Lines of data
# # # # #

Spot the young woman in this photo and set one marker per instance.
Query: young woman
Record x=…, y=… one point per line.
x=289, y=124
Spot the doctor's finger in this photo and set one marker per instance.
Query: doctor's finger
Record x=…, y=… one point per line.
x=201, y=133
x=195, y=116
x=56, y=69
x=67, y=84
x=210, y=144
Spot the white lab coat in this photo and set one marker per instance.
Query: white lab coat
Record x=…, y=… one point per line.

# # # # #

- [Exercise requirements]:
Swap "marker" for "dot" in the stretch from the line containing "Spot the doctor's" through the last of the lines, and write out only that stretch with nothing else changed.

- [Worked answer]:
Spot the doctor's finger in this photo and set one dot per instance.
Query: doctor's finger
Record x=…, y=… one point per line.
x=201, y=133
x=195, y=116
x=56, y=69
x=67, y=84
x=210, y=144
Spot the white lab coat in this photo and set one dot per instance.
Query: white lab coat
Record x=…, y=… one point per line.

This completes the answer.